(Dataset records)
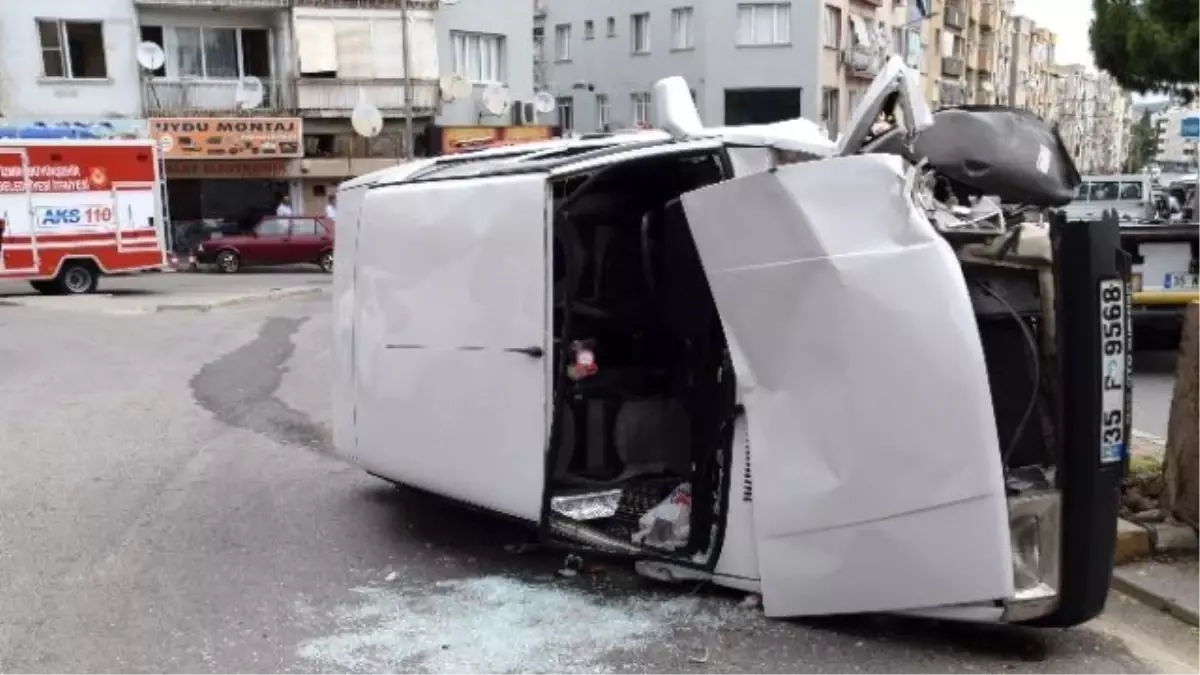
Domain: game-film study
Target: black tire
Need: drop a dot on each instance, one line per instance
(43, 287)
(228, 262)
(77, 278)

Goal of the exercise
Write out the records again with every "instance" swapped for "occurrence" and nothing else changed. Omit the pictures.

Result
Domain: game-film study
Target: black tire
Need: drop a dot on each occurrence, one line per occurrence
(43, 287)
(228, 262)
(77, 278)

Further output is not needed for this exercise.